**CHALLENGE**:
Could you repeat the records from the line with "point: brown grassy slope" through the end of the records, both ends included, substituting "faraway" for "distant" and changing nothing else?

[Point labeling dataset excerpts]
-- start --
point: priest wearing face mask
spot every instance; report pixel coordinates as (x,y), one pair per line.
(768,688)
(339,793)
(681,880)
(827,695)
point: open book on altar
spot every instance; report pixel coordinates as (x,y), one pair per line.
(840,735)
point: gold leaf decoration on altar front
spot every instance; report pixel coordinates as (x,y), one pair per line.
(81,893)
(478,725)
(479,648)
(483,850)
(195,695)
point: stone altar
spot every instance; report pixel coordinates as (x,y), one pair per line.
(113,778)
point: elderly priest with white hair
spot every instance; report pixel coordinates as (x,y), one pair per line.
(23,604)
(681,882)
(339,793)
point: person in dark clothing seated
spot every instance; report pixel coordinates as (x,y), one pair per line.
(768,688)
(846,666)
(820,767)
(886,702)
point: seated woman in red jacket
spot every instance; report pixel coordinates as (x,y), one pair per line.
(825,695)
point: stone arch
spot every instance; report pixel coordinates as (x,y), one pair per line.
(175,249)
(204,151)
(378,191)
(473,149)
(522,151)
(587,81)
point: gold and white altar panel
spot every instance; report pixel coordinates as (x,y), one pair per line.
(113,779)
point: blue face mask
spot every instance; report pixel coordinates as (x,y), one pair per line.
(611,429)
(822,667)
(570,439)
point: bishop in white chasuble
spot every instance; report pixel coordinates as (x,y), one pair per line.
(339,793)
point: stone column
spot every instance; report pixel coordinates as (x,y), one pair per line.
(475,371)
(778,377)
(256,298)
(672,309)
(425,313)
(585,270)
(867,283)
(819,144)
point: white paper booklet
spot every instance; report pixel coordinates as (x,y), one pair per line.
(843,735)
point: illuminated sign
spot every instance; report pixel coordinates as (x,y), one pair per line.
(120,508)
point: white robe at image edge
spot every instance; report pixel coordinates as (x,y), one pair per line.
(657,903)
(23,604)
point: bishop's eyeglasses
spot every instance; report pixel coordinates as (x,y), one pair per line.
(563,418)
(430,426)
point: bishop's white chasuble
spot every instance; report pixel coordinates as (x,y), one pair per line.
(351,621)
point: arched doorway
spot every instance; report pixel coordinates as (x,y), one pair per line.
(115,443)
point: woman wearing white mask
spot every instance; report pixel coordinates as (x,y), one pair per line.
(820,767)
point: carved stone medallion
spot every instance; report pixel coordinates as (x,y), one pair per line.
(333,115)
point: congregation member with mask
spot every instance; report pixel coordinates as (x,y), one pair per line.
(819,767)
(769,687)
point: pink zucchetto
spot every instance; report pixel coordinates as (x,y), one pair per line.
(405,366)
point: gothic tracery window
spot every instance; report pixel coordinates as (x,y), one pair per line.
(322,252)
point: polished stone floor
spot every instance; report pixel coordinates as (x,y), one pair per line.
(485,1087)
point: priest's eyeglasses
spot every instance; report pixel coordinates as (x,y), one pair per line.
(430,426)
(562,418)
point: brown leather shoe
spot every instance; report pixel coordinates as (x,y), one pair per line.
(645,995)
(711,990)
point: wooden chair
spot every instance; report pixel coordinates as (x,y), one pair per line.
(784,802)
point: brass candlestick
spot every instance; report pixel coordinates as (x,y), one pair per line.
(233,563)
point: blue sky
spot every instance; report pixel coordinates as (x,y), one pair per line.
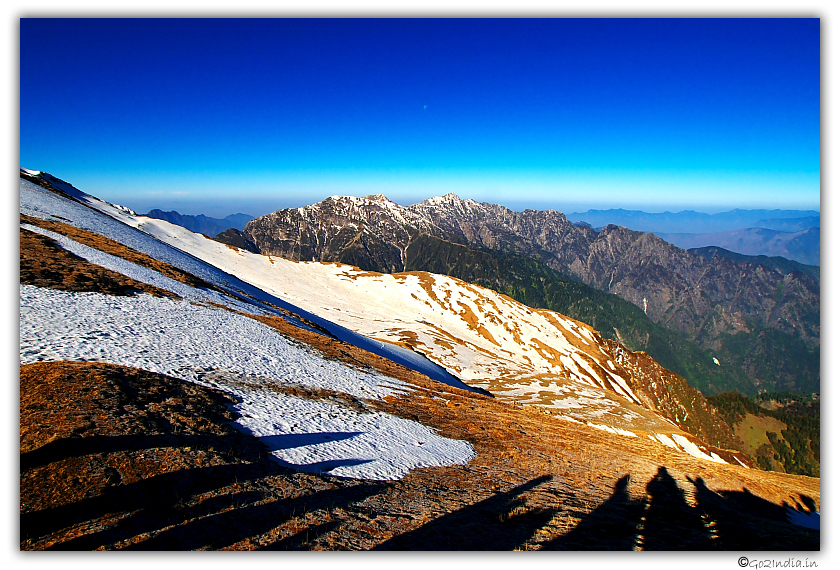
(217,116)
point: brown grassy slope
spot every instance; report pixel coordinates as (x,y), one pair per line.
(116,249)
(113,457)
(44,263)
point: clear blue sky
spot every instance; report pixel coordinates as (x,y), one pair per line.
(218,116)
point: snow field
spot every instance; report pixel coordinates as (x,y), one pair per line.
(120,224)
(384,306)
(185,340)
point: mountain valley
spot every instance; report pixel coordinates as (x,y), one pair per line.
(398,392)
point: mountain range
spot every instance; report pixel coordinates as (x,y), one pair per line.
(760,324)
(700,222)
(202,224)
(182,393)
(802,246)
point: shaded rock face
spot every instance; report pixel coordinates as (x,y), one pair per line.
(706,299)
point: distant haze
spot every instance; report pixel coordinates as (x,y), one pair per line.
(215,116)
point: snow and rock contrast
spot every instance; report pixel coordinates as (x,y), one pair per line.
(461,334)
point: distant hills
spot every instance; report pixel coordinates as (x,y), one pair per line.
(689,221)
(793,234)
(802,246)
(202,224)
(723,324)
-- end --
**FULL SOLUTION**:
point: brown grassy slope
spot every instance; report pixel coordinates as (x,y), one pair per line.
(116,249)
(113,457)
(44,263)
point: clear blue sky
spot every instance; report pixel coordinates as (x,y), one pair per line.
(218,116)
point: snow field
spot every instance; report pixel coordinates as (x,y), one pair per line.
(120,224)
(384,306)
(185,340)
point: mountain valley
spot every instance; report pixel coordinates as (x,y), one pair per line.
(398,392)
point: mountain range
spot every instance; report pixel coordinates as (x,y), one pair per line.
(760,324)
(700,222)
(202,224)
(182,393)
(802,246)
point: shaded rock face
spot every instance; report pixel coordinates as (x,y), one pair per line.
(706,299)
point: faraway haze
spot every instance; report pixel coordinates as (x,y), one pair per line.
(215,116)
point: snow and rock contrast
spot every instance; report pixel coordinates as (x,y), one pair per line.
(461,334)
point: faraway hills
spot every instance; report pixel coordinates as (x,y), one pair per line.
(689,221)
(793,234)
(802,246)
(202,224)
(723,324)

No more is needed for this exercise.